Every line from the one with "box: [349, 144, 421, 198]" to the one with "166L384 147L352 162V172L373", including those two, is to be copied exactly; all other lines of the entries below are left out.

═════ Data to use

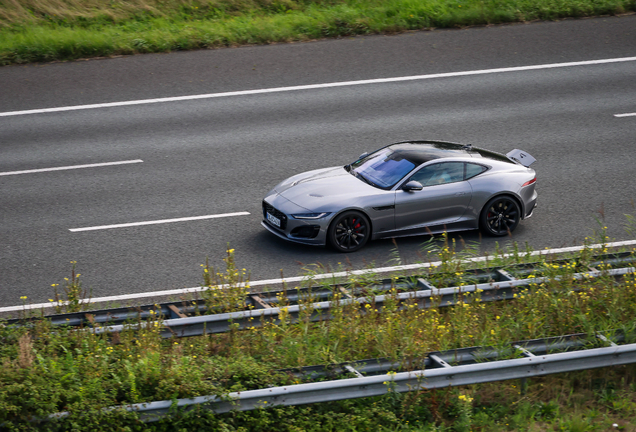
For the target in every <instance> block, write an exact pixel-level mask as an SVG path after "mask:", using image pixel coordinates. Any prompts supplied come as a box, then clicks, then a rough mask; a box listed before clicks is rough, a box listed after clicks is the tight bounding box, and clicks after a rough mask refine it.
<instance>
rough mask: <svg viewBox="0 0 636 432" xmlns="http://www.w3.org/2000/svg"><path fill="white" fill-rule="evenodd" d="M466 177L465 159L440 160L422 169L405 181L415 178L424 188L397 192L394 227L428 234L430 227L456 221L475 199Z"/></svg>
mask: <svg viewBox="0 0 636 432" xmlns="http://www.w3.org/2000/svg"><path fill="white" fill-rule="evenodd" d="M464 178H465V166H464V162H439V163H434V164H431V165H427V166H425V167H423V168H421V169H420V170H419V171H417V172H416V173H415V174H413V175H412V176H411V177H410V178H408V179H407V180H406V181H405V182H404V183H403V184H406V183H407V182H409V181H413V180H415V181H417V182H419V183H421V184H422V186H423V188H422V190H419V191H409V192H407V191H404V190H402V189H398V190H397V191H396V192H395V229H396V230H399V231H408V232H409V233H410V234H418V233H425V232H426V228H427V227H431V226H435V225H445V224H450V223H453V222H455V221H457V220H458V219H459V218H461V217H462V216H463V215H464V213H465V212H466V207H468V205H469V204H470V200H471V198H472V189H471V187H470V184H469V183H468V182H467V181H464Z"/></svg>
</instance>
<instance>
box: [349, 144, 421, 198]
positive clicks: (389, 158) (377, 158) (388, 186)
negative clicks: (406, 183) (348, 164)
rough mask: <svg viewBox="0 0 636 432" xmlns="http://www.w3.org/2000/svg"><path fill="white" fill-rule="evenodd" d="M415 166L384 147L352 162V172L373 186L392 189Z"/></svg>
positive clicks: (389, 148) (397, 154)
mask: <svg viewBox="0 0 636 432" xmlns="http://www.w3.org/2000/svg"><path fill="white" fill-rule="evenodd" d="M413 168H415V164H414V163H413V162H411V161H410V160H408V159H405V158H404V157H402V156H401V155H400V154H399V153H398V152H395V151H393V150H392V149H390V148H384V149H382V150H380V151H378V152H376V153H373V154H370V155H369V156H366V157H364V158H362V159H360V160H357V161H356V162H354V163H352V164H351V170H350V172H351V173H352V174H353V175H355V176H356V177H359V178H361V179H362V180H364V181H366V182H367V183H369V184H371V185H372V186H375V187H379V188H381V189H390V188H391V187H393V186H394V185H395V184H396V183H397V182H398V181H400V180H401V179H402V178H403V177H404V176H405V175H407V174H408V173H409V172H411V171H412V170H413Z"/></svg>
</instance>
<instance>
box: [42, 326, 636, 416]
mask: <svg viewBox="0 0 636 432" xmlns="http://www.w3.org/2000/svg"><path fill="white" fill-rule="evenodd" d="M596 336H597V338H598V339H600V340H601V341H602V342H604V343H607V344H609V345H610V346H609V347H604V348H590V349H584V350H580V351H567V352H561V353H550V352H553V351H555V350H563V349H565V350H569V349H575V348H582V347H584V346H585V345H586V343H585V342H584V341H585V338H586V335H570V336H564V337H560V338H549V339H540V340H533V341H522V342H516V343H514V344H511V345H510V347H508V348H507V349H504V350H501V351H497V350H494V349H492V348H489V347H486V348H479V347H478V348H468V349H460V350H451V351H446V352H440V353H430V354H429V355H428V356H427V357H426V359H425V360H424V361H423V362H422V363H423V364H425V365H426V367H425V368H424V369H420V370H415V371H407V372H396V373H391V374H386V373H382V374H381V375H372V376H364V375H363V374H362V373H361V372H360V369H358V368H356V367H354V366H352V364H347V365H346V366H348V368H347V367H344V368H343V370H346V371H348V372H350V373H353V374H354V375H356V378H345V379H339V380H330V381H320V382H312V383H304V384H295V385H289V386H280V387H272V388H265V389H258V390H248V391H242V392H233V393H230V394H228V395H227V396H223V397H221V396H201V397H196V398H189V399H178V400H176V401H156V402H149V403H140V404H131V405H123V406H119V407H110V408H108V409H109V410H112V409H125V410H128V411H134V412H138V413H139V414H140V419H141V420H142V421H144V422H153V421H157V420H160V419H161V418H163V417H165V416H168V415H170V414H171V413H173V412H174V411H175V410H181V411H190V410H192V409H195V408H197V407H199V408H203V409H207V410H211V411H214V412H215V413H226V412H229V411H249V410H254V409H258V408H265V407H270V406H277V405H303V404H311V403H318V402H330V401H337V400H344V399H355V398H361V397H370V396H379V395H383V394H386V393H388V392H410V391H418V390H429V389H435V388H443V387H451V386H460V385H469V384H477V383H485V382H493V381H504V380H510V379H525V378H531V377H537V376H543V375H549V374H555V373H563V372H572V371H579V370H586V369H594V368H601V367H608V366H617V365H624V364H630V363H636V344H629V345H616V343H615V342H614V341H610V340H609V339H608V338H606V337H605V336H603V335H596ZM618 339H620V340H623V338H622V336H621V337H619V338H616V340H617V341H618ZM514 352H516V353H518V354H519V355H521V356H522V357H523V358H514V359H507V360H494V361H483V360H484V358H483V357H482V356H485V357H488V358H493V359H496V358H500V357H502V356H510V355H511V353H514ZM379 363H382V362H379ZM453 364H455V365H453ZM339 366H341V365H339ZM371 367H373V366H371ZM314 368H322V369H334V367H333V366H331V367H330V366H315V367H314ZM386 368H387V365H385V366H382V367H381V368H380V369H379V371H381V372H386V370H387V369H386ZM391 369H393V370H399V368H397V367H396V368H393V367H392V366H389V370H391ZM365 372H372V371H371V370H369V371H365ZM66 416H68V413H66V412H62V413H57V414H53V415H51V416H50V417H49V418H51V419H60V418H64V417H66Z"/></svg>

══════════
═════ Data to use

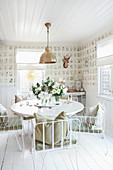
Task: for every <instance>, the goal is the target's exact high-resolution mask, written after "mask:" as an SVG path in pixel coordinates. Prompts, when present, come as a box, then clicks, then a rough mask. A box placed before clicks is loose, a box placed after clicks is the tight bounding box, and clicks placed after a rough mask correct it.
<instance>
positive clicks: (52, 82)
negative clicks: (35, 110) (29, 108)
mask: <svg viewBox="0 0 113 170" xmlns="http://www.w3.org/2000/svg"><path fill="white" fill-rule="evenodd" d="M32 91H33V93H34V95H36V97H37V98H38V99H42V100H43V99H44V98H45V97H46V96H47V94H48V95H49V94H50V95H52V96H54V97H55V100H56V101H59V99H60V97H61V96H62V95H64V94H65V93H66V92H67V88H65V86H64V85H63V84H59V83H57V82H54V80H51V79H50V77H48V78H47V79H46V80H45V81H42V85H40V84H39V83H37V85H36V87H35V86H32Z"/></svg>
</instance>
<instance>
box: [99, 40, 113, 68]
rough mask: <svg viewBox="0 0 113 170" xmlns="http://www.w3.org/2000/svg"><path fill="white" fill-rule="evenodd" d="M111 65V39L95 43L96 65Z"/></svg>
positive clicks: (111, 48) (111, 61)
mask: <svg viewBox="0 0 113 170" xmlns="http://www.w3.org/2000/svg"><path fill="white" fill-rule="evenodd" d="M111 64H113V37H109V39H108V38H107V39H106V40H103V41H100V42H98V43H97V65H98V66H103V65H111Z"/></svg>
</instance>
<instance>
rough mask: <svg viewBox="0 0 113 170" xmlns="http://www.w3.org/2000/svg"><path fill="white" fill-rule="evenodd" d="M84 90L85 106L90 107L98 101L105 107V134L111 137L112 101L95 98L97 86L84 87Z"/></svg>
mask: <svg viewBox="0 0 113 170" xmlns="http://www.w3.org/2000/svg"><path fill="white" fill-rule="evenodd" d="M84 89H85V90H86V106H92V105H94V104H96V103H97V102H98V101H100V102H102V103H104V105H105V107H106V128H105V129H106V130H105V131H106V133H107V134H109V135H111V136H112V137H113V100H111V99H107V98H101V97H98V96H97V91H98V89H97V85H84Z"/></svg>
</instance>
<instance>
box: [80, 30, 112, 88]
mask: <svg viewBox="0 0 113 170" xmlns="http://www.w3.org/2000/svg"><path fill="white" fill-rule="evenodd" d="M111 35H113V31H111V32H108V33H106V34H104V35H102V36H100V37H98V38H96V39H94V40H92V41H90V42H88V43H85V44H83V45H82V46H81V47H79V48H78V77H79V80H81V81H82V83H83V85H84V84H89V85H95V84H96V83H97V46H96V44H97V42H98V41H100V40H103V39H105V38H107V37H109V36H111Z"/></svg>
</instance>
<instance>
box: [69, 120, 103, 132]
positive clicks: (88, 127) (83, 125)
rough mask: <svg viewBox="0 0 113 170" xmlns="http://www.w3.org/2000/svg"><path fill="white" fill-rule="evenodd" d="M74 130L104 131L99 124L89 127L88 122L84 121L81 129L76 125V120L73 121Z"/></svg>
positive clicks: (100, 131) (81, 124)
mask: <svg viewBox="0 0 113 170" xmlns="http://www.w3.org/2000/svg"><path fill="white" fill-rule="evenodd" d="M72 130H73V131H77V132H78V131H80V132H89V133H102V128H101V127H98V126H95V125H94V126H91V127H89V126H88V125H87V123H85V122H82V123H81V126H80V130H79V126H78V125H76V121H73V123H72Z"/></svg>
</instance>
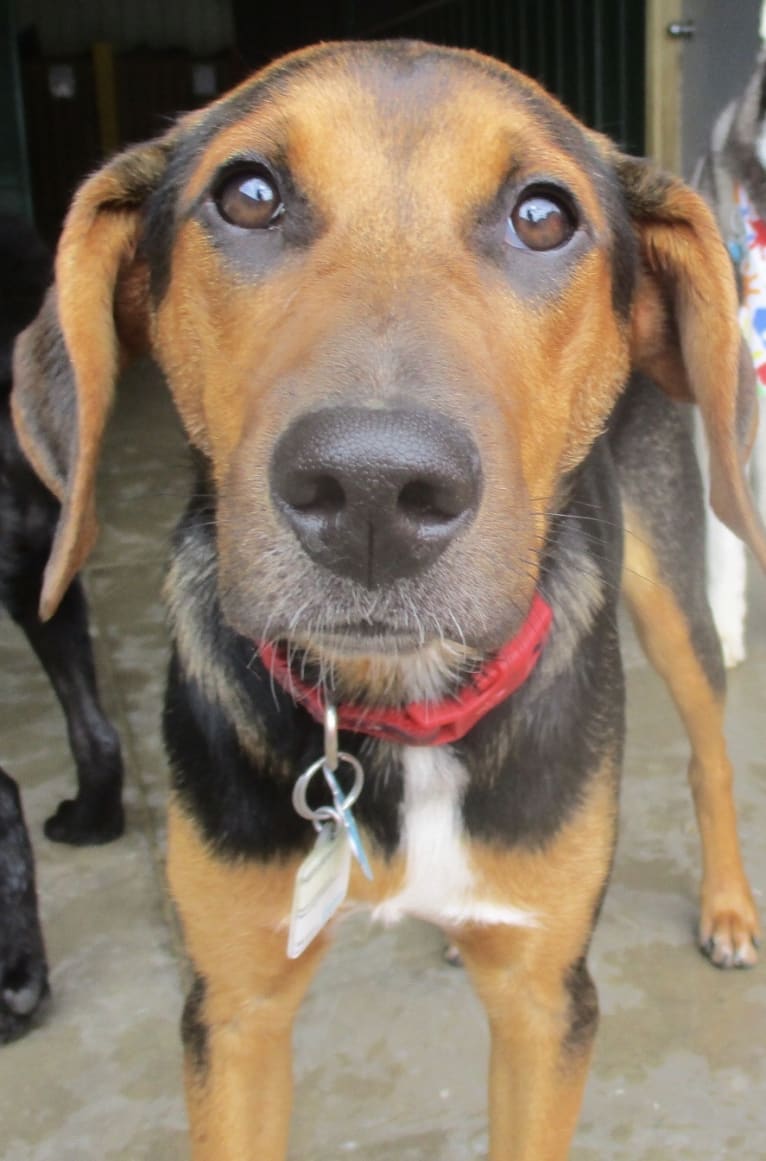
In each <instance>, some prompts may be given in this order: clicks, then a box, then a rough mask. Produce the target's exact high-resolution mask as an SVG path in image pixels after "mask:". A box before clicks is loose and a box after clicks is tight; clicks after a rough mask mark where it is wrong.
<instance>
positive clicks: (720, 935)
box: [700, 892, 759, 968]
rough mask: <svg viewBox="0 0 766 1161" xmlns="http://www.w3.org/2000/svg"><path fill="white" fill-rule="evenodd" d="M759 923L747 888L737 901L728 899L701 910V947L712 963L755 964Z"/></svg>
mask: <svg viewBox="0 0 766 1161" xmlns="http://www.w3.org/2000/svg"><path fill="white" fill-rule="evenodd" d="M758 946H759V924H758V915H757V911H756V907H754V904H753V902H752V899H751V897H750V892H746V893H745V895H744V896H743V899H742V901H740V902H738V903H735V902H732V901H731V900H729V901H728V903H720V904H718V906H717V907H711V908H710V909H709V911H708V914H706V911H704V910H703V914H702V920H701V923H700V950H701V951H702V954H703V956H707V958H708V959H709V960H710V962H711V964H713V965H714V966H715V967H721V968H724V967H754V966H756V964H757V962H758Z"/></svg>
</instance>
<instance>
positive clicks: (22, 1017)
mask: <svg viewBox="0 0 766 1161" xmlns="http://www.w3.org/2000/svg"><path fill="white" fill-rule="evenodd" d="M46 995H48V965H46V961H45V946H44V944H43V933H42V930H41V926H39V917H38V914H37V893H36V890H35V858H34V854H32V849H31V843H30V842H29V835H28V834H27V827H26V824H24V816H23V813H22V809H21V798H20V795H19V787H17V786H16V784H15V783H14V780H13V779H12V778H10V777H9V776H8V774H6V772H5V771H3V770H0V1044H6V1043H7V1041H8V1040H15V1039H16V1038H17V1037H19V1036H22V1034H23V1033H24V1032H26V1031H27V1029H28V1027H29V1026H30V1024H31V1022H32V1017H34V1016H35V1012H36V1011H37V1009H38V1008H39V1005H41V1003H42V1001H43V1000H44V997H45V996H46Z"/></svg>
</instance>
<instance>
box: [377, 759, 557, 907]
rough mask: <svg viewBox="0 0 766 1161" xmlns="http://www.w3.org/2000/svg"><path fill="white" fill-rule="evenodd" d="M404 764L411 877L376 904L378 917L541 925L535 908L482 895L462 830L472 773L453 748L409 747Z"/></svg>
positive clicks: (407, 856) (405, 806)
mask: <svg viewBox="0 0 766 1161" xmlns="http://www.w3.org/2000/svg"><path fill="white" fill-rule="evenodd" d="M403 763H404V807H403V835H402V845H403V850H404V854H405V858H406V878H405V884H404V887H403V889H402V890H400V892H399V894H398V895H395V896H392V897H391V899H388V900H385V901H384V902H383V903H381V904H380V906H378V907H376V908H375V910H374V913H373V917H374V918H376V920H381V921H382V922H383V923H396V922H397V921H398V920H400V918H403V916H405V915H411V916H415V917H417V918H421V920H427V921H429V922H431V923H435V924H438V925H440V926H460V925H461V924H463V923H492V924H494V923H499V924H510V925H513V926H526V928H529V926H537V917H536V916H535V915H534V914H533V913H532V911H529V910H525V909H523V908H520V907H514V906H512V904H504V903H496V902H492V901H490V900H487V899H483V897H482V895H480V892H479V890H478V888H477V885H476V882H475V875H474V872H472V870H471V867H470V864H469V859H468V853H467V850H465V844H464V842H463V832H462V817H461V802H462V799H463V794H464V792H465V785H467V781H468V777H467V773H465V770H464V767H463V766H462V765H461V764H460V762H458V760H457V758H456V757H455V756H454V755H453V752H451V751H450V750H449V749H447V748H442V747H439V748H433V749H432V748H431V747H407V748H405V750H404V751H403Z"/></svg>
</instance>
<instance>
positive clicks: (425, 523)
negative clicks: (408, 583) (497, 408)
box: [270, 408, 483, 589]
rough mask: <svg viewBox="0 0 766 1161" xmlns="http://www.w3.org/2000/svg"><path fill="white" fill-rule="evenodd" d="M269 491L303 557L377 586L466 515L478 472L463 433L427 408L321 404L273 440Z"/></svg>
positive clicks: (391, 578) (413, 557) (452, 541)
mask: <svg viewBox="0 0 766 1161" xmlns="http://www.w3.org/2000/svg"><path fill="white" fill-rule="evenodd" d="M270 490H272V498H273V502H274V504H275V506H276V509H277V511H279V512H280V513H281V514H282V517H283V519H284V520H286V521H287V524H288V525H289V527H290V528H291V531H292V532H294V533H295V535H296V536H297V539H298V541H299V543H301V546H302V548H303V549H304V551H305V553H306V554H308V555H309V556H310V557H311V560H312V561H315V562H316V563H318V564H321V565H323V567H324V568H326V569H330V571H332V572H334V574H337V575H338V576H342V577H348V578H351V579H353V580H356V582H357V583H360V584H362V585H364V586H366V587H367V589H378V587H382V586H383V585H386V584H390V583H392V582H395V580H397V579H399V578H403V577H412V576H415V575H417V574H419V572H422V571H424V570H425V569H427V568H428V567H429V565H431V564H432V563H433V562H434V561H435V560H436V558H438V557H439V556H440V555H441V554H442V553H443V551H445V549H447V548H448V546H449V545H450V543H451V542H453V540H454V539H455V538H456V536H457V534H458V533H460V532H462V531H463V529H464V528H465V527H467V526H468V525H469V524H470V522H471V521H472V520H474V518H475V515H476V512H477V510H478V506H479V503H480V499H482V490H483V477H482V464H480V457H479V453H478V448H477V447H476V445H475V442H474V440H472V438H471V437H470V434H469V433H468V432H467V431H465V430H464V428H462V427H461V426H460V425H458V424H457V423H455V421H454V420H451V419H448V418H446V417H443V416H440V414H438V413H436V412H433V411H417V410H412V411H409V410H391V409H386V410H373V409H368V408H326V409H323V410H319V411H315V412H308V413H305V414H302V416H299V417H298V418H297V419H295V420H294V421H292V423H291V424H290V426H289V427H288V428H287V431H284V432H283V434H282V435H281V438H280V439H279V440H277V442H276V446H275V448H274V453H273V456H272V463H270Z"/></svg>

══════════
═════ Data to use

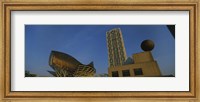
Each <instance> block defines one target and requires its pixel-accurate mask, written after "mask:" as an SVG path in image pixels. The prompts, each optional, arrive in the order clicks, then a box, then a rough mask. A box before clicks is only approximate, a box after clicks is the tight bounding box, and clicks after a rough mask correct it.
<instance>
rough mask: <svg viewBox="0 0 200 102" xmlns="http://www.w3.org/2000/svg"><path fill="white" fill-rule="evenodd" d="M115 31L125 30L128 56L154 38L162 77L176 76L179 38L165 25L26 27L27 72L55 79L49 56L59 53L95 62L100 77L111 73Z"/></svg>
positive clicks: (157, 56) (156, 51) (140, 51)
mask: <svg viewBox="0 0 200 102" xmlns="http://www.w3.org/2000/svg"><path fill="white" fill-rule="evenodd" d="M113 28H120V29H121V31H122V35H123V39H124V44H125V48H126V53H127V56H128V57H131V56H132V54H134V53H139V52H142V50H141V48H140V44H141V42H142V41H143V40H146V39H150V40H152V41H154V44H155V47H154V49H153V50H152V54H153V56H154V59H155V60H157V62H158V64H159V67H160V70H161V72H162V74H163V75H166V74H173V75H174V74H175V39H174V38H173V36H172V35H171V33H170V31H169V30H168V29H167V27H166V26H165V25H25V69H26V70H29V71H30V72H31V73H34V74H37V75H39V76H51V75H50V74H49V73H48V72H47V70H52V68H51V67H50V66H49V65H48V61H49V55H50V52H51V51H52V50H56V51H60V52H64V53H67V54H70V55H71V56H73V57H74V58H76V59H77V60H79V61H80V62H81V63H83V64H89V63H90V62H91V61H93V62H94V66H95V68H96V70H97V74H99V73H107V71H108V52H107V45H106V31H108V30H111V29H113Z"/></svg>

══════════

■ Expected output ■
box: [349, 144, 421, 198]
positive clicks: (389, 158) (377, 158) (388, 186)
negative clicks: (406, 183) (348, 164)
rough mask: <svg viewBox="0 0 636 432" xmlns="http://www.w3.org/2000/svg"><path fill="white" fill-rule="evenodd" d="M415 166L384 147L352 162V172L373 186L392 189Z"/></svg>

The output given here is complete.